*WHAT TO PRODUCE:* Please copy the records from the line containing "formatted like [1,372]." through the end of the records, swapping "gray" for "black" and leaving everything else unchanged.

[start DATASET CONTENT]

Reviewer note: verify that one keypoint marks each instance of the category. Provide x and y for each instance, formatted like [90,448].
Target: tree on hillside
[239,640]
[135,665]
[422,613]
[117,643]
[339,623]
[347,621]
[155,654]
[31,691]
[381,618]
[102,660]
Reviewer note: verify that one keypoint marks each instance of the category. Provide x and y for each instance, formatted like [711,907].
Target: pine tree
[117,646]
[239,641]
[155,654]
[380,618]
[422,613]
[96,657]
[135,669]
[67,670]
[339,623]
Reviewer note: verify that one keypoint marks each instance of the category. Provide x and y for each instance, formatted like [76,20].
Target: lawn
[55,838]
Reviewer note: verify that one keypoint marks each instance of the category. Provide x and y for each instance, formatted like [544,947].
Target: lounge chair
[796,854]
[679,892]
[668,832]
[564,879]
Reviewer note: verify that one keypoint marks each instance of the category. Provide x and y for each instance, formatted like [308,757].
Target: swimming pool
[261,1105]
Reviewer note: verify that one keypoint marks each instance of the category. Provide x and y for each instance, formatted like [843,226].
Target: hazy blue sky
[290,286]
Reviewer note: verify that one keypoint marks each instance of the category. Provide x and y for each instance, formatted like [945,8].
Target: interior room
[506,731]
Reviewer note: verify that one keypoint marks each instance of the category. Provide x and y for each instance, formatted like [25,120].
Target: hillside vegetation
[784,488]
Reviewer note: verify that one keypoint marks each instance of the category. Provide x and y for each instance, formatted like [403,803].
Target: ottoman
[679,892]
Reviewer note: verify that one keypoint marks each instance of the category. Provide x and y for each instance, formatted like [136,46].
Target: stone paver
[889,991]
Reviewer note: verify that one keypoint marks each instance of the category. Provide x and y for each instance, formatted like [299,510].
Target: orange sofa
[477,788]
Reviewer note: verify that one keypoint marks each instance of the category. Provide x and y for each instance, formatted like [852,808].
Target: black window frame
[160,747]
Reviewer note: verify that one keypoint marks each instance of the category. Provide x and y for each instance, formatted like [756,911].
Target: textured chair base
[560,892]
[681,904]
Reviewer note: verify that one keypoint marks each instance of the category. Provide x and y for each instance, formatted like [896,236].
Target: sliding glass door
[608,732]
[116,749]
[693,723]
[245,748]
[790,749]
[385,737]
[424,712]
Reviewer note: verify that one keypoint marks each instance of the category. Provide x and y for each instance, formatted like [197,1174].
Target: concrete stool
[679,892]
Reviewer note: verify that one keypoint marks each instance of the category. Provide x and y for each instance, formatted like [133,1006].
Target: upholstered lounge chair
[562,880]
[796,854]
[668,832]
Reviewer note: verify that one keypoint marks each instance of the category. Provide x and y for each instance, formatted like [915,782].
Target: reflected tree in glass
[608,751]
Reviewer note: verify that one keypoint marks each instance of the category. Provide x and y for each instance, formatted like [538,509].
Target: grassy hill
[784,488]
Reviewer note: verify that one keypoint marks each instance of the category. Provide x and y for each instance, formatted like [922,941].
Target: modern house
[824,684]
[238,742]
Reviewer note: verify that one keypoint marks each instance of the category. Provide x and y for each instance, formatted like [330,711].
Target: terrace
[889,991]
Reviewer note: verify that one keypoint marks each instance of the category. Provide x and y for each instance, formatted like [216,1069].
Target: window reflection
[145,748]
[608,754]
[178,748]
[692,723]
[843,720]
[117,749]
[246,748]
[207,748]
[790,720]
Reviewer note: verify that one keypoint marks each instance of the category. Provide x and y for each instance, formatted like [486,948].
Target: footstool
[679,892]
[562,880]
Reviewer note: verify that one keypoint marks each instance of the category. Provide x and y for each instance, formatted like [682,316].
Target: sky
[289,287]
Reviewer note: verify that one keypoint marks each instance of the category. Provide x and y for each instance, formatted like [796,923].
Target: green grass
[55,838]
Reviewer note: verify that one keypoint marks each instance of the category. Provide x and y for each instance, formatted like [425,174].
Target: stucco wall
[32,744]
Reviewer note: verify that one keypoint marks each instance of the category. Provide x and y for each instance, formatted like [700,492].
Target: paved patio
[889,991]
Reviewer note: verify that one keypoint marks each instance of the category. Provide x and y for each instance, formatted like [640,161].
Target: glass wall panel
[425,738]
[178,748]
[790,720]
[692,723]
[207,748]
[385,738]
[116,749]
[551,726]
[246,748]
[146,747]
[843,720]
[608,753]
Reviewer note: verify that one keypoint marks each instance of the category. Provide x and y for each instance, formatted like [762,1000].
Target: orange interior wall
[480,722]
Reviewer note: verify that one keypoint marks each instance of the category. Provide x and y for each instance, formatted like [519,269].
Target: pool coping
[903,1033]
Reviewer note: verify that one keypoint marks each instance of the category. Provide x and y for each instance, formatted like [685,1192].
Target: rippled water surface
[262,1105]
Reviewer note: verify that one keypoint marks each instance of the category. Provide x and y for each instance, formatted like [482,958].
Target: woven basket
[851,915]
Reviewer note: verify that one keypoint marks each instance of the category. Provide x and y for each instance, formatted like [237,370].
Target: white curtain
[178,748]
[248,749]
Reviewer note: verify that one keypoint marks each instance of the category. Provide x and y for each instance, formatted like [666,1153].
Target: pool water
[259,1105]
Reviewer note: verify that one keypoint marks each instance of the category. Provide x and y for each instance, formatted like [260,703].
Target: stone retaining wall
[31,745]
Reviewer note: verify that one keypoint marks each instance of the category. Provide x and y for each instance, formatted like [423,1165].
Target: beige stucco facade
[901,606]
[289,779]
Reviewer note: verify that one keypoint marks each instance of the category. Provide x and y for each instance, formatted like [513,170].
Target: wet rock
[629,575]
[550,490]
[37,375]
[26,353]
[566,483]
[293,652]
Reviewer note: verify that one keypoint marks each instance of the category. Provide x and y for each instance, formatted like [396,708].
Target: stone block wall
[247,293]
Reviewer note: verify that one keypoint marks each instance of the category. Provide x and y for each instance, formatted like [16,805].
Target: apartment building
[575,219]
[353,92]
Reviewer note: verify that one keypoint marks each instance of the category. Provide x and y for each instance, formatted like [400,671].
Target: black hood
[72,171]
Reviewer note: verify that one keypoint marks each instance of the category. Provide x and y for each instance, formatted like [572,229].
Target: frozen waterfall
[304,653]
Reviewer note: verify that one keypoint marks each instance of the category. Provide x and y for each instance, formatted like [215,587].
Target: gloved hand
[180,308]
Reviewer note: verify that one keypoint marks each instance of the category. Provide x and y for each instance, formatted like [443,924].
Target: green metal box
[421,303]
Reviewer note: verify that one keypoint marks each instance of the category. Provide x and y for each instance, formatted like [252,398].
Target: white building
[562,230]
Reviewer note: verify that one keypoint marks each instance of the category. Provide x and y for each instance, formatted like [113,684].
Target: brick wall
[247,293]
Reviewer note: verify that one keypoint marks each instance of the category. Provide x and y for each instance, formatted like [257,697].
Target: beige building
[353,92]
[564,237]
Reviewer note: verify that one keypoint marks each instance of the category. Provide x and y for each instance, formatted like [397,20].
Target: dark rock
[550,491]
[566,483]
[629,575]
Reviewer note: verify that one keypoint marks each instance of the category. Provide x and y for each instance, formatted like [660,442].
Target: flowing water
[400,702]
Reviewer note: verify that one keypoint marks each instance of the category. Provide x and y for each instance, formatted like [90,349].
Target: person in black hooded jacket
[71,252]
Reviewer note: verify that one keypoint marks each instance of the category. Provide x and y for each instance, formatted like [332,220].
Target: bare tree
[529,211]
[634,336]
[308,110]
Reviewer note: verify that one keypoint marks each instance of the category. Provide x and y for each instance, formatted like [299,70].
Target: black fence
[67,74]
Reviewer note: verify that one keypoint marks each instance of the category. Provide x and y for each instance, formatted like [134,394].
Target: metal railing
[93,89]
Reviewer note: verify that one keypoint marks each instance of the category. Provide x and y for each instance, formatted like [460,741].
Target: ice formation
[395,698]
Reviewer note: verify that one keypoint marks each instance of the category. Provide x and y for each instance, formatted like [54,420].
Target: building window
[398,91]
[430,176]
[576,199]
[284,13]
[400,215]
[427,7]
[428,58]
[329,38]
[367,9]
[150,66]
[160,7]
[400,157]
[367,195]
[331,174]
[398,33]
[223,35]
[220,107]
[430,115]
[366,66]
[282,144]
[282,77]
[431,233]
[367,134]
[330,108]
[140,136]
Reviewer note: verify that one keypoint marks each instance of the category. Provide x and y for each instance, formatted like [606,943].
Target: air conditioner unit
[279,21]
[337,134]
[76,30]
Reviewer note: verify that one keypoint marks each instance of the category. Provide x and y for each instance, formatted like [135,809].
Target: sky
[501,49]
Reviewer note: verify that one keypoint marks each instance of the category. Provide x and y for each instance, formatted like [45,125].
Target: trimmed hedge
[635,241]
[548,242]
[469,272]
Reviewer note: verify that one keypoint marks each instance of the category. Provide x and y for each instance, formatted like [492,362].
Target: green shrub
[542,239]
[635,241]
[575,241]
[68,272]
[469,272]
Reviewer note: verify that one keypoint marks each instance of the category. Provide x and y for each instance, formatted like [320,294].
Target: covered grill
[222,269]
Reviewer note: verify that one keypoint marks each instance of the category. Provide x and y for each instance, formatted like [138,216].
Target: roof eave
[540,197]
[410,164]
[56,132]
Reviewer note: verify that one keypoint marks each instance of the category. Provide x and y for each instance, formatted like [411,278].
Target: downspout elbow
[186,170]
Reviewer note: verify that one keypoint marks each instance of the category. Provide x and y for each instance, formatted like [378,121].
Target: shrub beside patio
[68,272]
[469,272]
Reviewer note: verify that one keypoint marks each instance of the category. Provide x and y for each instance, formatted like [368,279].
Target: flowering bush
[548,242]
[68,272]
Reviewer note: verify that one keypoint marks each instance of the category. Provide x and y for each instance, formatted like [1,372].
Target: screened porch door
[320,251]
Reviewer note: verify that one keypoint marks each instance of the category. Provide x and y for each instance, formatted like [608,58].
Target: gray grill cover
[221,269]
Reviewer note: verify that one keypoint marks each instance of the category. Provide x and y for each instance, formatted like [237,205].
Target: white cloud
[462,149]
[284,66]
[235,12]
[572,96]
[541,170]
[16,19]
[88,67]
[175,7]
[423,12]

[end DATASET CONTENT]

*OUTPUT:*
Reviewer note: verify that one keypoint marks each instance of the category. Provide x and y for each instance, formatted like [1,372].
Target: screened porch door
[320,251]
Reviewer note: verify that one keypoint marks each instance of the category. Provide x and y for each instance, formatted like [608,58].
Target: black grill cover
[221,269]
Reviewer note: verify that one keypoint marks each instance of the category. Provide x and y for each instance, formatted like [237,205].
Target: white cloud
[462,149]
[284,66]
[235,12]
[572,96]
[541,170]
[16,19]
[88,67]
[175,7]
[423,12]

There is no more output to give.